■ EXERCISE INPUT
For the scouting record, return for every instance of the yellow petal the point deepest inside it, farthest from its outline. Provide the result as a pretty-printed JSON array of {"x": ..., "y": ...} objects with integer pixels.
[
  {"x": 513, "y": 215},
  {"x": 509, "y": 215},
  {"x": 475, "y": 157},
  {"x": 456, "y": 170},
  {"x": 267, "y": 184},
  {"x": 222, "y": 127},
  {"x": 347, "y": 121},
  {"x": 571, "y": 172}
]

■ TO BE DONE
Format the lines above as a JSON list of strings, one string per line, leaving out any blank lines.

■ FULL ANSWER
[
  "For the scouting record, return for every instance of the yellow petal the point deepest inside it, farthest from its outline. Provide the result as a pretty-printed JSON array of {\"x\": ..., \"y\": ...} objects with integer pixels.",
  "[",
  "  {\"x\": 513, \"y\": 215},",
  "  {\"x\": 509, \"y\": 215},",
  "  {\"x\": 475, \"y\": 157},",
  "  {\"x\": 456, \"y\": 170},",
  "  {\"x\": 267, \"y\": 184},",
  "  {\"x\": 222, \"y\": 127},",
  "  {\"x\": 347, \"y\": 121},",
  "  {\"x\": 571, \"y\": 172}",
  "]"
]